Output the entries character for character, from their very first line through the line that contains "positive clicks: (35, 273)", with both ends included.

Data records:
● ● ● ● ● ● ●

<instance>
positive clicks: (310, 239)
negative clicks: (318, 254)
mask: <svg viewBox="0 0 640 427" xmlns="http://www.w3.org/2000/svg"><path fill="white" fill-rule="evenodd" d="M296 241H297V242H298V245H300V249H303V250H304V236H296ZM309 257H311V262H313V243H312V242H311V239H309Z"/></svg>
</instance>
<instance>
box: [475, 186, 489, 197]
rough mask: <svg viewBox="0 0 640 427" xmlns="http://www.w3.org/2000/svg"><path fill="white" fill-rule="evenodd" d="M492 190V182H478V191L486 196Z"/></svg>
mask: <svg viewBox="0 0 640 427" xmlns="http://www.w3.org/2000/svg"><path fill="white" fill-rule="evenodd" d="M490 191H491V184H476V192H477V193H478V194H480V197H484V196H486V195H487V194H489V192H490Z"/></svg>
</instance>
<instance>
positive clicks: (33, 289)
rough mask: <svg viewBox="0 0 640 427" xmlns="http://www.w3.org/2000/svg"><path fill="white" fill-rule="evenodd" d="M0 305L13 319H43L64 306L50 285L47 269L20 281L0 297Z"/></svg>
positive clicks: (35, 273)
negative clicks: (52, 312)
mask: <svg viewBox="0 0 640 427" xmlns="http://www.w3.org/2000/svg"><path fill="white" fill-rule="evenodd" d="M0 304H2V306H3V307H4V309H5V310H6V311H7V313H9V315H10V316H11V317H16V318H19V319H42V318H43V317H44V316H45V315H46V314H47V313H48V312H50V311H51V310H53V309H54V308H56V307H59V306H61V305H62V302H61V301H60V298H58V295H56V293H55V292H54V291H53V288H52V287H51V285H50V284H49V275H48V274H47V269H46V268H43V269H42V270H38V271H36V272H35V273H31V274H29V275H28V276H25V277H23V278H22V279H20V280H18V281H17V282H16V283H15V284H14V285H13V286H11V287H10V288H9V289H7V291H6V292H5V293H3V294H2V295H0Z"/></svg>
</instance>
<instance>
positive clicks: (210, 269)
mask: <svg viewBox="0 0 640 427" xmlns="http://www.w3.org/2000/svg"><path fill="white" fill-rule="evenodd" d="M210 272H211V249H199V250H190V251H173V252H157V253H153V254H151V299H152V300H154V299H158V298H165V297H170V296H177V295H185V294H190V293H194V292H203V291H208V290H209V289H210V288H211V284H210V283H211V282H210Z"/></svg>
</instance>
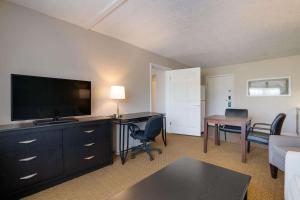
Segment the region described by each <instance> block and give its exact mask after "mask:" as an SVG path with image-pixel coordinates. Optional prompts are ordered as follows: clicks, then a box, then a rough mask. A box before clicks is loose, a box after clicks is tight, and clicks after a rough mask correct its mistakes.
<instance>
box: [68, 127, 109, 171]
mask: <svg viewBox="0 0 300 200" xmlns="http://www.w3.org/2000/svg"><path fill="white" fill-rule="evenodd" d="M110 137H111V124H110V123H99V124H95V123H93V124H87V125H83V126H80V127H76V128H75V127H74V128H67V129H64V130H63V142H64V145H63V146H64V150H63V152H64V167H65V173H67V174H73V173H75V172H78V171H83V170H86V169H89V168H92V167H95V166H96V165H98V164H101V163H107V159H106V158H107V157H108V156H109V153H111V152H110V150H111V143H110V141H111V139H110Z"/></svg>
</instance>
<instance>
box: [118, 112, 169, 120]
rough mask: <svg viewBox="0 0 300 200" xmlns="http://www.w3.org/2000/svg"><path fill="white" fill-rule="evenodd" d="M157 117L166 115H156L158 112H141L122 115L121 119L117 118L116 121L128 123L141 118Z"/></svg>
mask: <svg viewBox="0 0 300 200" xmlns="http://www.w3.org/2000/svg"><path fill="white" fill-rule="evenodd" d="M156 115H164V114H162V113H156V112H139V113H130V114H124V115H121V116H120V117H119V118H116V119H115V120H119V121H128V120H135V119H140V118H149V117H152V116H156Z"/></svg>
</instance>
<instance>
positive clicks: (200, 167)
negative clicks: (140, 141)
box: [112, 157, 251, 200]
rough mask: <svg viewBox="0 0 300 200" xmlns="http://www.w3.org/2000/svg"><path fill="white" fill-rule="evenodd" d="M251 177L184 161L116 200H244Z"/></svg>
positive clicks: (140, 183)
mask: <svg viewBox="0 0 300 200" xmlns="http://www.w3.org/2000/svg"><path fill="white" fill-rule="evenodd" d="M250 179H251V177H250V176H248V175H244V174H241V173H238V172H234V171H231V170H228V169H225V168H222V167H218V166H215V165H212V164H209V163H205V162H202V161H199V160H194V159H191V158H187V157H183V158H180V159H179V160H177V161H175V162H174V163H172V164H170V165H168V166H166V167H165V168H163V169H161V170H159V171H158V172H156V173H154V174H153V175H151V176H149V177H147V178H145V179H144V180H142V181H140V182H139V183H137V184H135V185H134V186H132V187H131V188H129V189H127V190H125V191H123V192H121V193H119V194H117V195H116V196H114V197H113V198H112V200H132V199H134V200H153V199H155V200H169V199H170V200H179V199H180V200H182V199H183V200H185V199H186V200H221V199H222V200H227V199H228V200H243V199H244V196H245V194H246V193H247V188H248V185H249V183H250Z"/></svg>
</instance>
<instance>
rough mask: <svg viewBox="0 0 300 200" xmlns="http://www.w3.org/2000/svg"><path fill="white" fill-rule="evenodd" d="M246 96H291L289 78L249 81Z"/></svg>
mask: <svg viewBox="0 0 300 200" xmlns="http://www.w3.org/2000/svg"><path fill="white" fill-rule="evenodd" d="M247 95H248V96H289V95H291V87H290V77H284V78H270V79H257V80H249V81H248V84H247Z"/></svg>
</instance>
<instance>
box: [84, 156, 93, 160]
mask: <svg viewBox="0 0 300 200" xmlns="http://www.w3.org/2000/svg"><path fill="white" fill-rule="evenodd" d="M94 157H95V156H89V157H86V158H84V159H85V160H91V159H93V158H94Z"/></svg>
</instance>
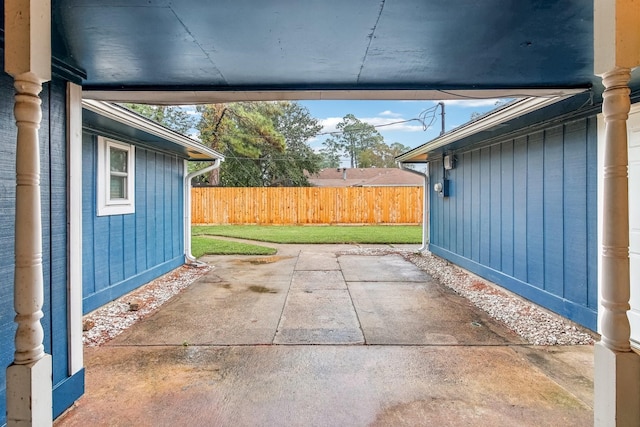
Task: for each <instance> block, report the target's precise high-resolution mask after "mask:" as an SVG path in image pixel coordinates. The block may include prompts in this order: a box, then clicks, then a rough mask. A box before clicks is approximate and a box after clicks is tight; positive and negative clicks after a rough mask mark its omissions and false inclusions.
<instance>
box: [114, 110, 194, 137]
mask: <svg viewBox="0 0 640 427" xmlns="http://www.w3.org/2000/svg"><path fill="white" fill-rule="evenodd" d="M123 106H124V107H126V108H128V109H129V110H131V111H133V112H135V113H138V114H140V115H141V116H144V117H146V118H148V119H150V120H153V121H154V122H156V123H160V124H161V125H163V126H166V127H168V128H169V129H172V130H174V131H176V132H179V133H181V134H183V135H186V134H188V133H189V131H191V130H193V129H194V128H195V125H196V119H195V118H194V117H193V116H192V115H191V114H189V113H188V112H187V111H186V110H185V109H184V108H182V107H179V106H168V105H147V104H129V103H127V104H123Z"/></svg>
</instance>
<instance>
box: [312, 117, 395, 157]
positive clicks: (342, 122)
mask: <svg viewBox="0 0 640 427" xmlns="http://www.w3.org/2000/svg"><path fill="white" fill-rule="evenodd" d="M336 127H337V128H338V132H336V133H335V134H334V135H333V136H332V137H331V138H328V139H327V140H326V141H324V142H323V146H324V147H323V150H322V153H323V155H324V156H325V162H326V163H331V167H335V166H333V165H334V164H335V160H336V159H338V158H339V157H340V155H345V156H346V157H347V158H348V159H349V162H350V164H351V167H352V168H358V167H367V166H363V165H362V164H361V163H362V158H361V157H362V153H364V152H365V151H366V150H369V149H371V148H373V147H375V146H377V145H378V144H381V143H384V138H383V137H382V135H380V133H379V132H378V131H377V130H376V128H375V127H374V126H373V125H370V124H369V123H365V122H362V121H360V120H359V119H358V118H356V116H354V115H353V114H347V115H346V116H344V117H343V118H342V121H341V122H340V123H338V125H337V126H336ZM336 166H337V165H336Z"/></svg>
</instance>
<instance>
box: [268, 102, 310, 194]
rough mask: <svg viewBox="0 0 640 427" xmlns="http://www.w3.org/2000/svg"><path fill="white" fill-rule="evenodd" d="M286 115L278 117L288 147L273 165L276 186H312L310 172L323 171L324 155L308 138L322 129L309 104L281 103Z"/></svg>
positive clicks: (280, 126)
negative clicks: (323, 161) (309, 181)
mask: <svg viewBox="0 0 640 427" xmlns="http://www.w3.org/2000/svg"><path fill="white" fill-rule="evenodd" d="M279 105H280V107H281V109H282V114H281V115H278V116H276V117H275V119H276V129H278V131H279V132H280V133H281V134H282V136H283V137H284V140H285V145H286V149H285V151H284V153H282V156H281V159H280V160H279V161H276V162H274V164H273V167H272V177H273V181H272V185H288V186H294V187H306V186H309V185H310V184H309V180H308V178H307V177H308V175H313V174H315V173H317V172H319V171H320V164H321V161H322V157H321V156H320V155H319V154H317V153H316V152H314V151H313V149H312V148H311V147H310V146H309V143H308V141H309V140H310V139H311V138H313V137H315V136H316V135H317V134H318V132H320V130H321V129H322V125H321V124H319V123H318V120H317V119H315V118H313V117H311V114H310V113H309V110H308V109H307V108H306V107H303V106H302V105H300V104H298V103H296V102H280V103H279Z"/></svg>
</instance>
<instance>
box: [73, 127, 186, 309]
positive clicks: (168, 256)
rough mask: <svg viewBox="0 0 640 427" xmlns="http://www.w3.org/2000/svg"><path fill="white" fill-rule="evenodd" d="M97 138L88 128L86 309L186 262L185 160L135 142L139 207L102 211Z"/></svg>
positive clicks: (143, 283)
mask: <svg viewBox="0 0 640 427" xmlns="http://www.w3.org/2000/svg"><path fill="white" fill-rule="evenodd" d="M97 140H98V135H96V134H93V133H88V132H87V131H85V132H83V135H82V157H83V160H82V165H83V166H82V179H83V190H82V193H83V194H82V234H83V236H82V258H83V264H82V270H83V272H82V288H83V312H84V313H88V312H90V311H92V310H95V309H96V308H98V307H100V306H102V305H104V304H105V303H107V302H109V301H112V300H114V299H116V298H118V297H120V296H122V295H124V294H125V293H127V292H130V291H132V290H133V289H136V288H137V287H139V286H141V285H143V284H145V283H147V282H149V281H151V280H153V279H155V278H157V277H159V276H160V275H162V274H165V273H167V272H169V271H171V270H173V269H175V268H177V267H179V266H180V265H182V264H183V263H184V231H183V223H184V218H183V216H184V212H183V206H184V201H183V193H184V189H183V173H184V164H183V160H182V159H180V158H178V157H177V156H175V155H171V154H166V153H162V152H156V151H153V150H149V149H146V148H142V147H140V146H136V150H135V212H134V213H132V214H124V215H109V216H97V214H96V212H97V206H96V194H97V193H96V185H97V178H96V166H97V147H98V144H97ZM123 142H127V143H129V142H130V141H123Z"/></svg>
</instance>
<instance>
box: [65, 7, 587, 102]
mask: <svg viewBox="0 0 640 427" xmlns="http://www.w3.org/2000/svg"><path fill="white" fill-rule="evenodd" d="M53 12H54V28H55V30H54V38H55V40H54V50H55V56H56V57H57V58H58V59H60V60H63V61H65V62H67V63H69V64H71V65H74V66H77V67H78V68H80V69H82V70H84V71H85V72H86V80H85V81H84V85H85V88H87V89H120V90H122V89H140V88H146V89H153V88H162V89H183V90H185V89H186V90H265V89H266V90H278V89H280V90H282V89H286V90H301V89H302V90H313V89H318V90H332V89H349V90H351V89H353V90H375V89H420V90H425V89H437V90H455V89H482V88H549V87H569V88H582V87H589V86H590V85H592V84H593V83H594V82H597V81H598V80H597V79H596V78H595V77H594V76H593V0H565V1H541V0H538V1H530V0H526V1H525V0H483V1H473V0H447V1H442V0H385V1H372V0H322V1H292V0H275V1H252V0H217V1H203V0H175V1H168V0H54V2H53Z"/></svg>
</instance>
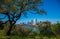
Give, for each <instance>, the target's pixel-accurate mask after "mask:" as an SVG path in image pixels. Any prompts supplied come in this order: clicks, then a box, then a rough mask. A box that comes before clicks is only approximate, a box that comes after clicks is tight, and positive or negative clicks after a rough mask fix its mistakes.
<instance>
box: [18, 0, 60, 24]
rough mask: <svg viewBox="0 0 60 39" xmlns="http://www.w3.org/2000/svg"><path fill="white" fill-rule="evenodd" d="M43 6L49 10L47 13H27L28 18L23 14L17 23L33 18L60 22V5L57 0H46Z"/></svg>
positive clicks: (38, 19) (29, 19) (37, 19)
mask: <svg viewBox="0 0 60 39" xmlns="http://www.w3.org/2000/svg"><path fill="white" fill-rule="evenodd" d="M43 8H44V9H45V11H46V12H47V15H38V14H30V13H29V14H28V15H27V18H25V17H24V16H23V15H22V16H21V18H20V19H19V20H18V21H17V23H20V22H27V21H29V20H33V19H37V20H38V21H46V20H49V21H51V22H52V23H55V22H57V21H59V22H60V5H59V3H58V1H57V0H44V5H43Z"/></svg>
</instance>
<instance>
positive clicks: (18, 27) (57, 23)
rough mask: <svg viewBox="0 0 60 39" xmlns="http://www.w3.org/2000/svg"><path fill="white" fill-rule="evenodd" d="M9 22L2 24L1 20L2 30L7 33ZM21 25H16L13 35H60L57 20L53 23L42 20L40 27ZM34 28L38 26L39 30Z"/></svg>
mask: <svg viewBox="0 0 60 39" xmlns="http://www.w3.org/2000/svg"><path fill="white" fill-rule="evenodd" d="M8 25H9V23H7V24H1V21H0V30H4V31H5V33H6V32H7V30H8V27H9V26H8ZM27 27H28V26H24V27H23V26H20V25H14V27H13V28H12V31H11V35H19V36H36V35H39V36H48V37H50V36H60V23H59V22H57V23H55V24H51V23H50V22H40V23H39V25H38V27H33V26H29V28H27ZM33 28H37V29H38V32H37V30H33Z"/></svg>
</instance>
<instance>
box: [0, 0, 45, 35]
mask: <svg viewBox="0 0 60 39" xmlns="http://www.w3.org/2000/svg"><path fill="white" fill-rule="evenodd" d="M42 3H43V0H0V15H2V14H3V15H4V17H3V18H0V19H2V20H3V19H5V18H6V21H3V22H2V23H7V22H9V23H10V26H9V29H8V31H7V33H6V34H7V35H10V34H11V30H12V27H13V26H14V24H15V23H16V21H17V20H19V19H20V17H21V15H22V14H24V15H25V16H26V15H27V13H28V12H30V13H32V14H44V13H46V12H45V11H44V10H42V9H39V8H38V6H41V4H42ZM27 11H28V12H27ZM32 11H35V13H34V12H32Z"/></svg>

● ● ● ● ● ● ●

* **SOLUTION TO THE PROBLEM**:
<instance>
positive clicks: (310, 239)
negative clicks: (318, 254)
mask: <svg viewBox="0 0 640 427" xmlns="http://www.w3.org/2000/svg"><path fill="white" fill-rule="evenodd" d="M296 241H297V242H298V245H300V249H303V250H304V236H296ZM309 257H311V262H313V243H312V242H311V239H309Z"/></svg>
</instance>
<instance>
box: [475, 186, 489, 197]
rough mask: <svg viewBox="0 0 640 427" xmlns="http://www.w3.org/2000/svg"><path fill="white" fill-rule="evenodd" d="M492 190V182H478V191L486 196Z"/></svg>
mask: <svg viewBox="0 0 640 427" xmlns="http://www.w3.org/2000/svg"><path fill="white" fill-rule="evenodd" d="M490 191H491V184H476V192H477V193H478V194H480V197H484V196H486V195H487V194H489V192H490Z"/></svg>
</instance>
<instance>
positive clicks: (33, 289)
rough mask: <svg viewBox="0 0 640 427" xmlns="http://www.w3.org/2000/svg"><path fill="white" fill-rule="evenodd" d="M0 305L13 319H43L64 306L50 285L47 269L20 281L0 297Z"/></svg>
positive clicks: (35, 273)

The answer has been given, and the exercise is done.